[start]
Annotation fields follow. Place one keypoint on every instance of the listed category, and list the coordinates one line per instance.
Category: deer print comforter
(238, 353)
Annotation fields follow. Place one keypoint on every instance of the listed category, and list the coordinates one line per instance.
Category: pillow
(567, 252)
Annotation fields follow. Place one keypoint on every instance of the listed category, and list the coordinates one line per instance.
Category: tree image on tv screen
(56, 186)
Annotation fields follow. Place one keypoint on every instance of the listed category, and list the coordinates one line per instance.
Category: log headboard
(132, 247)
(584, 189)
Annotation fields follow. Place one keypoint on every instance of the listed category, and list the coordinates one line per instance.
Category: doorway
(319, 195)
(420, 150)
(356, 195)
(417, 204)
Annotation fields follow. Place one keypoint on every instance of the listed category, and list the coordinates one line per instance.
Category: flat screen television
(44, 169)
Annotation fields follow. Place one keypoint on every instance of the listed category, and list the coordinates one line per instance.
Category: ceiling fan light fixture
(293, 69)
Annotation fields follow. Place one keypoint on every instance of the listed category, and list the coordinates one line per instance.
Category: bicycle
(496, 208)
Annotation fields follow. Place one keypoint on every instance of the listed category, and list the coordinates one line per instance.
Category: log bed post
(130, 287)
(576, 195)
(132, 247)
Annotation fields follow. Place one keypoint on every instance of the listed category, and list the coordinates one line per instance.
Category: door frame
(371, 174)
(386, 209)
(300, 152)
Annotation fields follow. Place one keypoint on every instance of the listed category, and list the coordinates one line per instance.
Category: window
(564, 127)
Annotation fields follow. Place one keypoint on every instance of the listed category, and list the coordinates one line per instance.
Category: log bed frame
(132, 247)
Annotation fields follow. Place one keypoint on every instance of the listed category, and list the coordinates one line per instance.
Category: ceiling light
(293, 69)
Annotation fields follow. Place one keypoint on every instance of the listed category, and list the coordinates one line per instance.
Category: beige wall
[end]
- What is expected -
Which lines in the records above contain the word "frame"? Pull each one out and copy it.

- Worked solution -
Category: door frame
Category: log bed frame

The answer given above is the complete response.